Exact duplicates of all entries are needed.

** Opening Records block **

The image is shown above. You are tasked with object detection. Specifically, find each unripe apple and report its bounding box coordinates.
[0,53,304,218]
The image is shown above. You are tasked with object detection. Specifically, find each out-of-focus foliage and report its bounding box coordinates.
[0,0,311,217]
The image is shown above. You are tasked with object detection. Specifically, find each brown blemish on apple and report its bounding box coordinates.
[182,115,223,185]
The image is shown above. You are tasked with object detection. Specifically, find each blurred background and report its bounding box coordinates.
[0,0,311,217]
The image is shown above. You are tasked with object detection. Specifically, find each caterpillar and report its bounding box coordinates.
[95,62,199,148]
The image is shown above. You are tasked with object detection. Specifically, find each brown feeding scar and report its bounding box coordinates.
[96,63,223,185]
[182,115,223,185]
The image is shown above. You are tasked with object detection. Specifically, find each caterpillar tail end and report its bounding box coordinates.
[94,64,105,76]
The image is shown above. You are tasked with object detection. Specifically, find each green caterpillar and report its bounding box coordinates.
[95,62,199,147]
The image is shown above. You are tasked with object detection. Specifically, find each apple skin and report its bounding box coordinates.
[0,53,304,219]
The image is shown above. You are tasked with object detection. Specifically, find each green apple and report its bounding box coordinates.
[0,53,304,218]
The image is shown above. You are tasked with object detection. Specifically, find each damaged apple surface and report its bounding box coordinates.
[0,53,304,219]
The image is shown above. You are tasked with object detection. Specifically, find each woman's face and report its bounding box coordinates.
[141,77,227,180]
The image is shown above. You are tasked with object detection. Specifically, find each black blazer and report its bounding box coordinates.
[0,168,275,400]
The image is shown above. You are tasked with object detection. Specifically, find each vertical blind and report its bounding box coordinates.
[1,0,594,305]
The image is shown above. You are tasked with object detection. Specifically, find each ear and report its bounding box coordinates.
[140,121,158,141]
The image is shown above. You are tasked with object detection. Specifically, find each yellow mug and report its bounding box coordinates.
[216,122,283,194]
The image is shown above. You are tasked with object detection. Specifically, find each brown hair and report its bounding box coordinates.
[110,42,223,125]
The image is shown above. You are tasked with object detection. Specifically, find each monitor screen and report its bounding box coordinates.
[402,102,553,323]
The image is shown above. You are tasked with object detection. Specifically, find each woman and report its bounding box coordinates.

** Closing Records block **

- [Problem solution]
The image is shown above. You are tasked with object detection. Specifically, find each unripe apple and report its bounding box coordinates.
[0,53,304,218]
The image is shown above. You are tasked with object detection. Specifically, find each out-of-focus foliage and report its bounding box coordinates.
[0,0,311,217]
The image is shown above. You are tasked with object detection. Specifically, find each brown blemish on apple and report its bounding box coordinates.
[182,115,223,185]
The image is shown above. You are tasked with object detection. Specifically, find each blurred background and report its bounding box coordinates.
[0,0,311,217]
The image is shown above. You are tasked with object detection. Specifically, find each caterpillar and report its bounding box coordinates.
[95,62,199,148]
The image is shown above. You are tasked with object detection. Specifically, find each brown feeding scar and report its bounding box coordinates.
[96,63,223,185]
[182,115,223,185]
The image is shown above. You are tasked with object detection. Specifically, find each caterpillar tail end and report its bounding box coordinates.
[94,64,105,76]
The image is shown above. You are tasked with object detection. Specifically, find each green caterpillar and report its bounding box coordinates.
[95,62,199,147]
The image is shown above. You are tasked with object detection. Specifically, find each apple skin and report its bounding box coordinates.
[0,53,304,219]
The image is shown above. You are tasked with object detection. Specifically, find each green apple and report its bounding box coordinates.
[0,53,304,218]
The image is shown above. You are tasked with object detection. Specifically, find each damaged apple surface and report its bounding box coordinates.
[0,53,304,219]
The image is shown above. You are tasked with object detection. Specifically, find each woman's face and report its bounding box coordinates.
[141,77,227,180]
The image is shown above. You are tasked with object detection. Specifically, find each black blazer and report its bounding box coordinates.
[0,168,275,400]
The image is shown above. You are tasked with object detection. Specifically, find each vertical blind and report its bounding box coordinates.
[1,0,594,305]
The image is shown above. You are tasked with object detection. Specifically, find each ear and report its bounding box coordinates.
[140,121,158,141]
The image is shown above. You are tasked with object detection. Specifically, find each yellow mug and report its bounding box coordinates.
[216,122,283,194]
The image is shown above. You are tasked with object detection. Specifically, find each brown hair and report its bounding box coordinates.
[110,42,223,125]
The image is shown above. You are tasked with object detection. Specifically, find each monitor screen and report its bounding box coordinates.
[402,102,553,323]
The image is shown above. You are tasked with object detection. Specifically, find each woman and report its bounding box coordinates.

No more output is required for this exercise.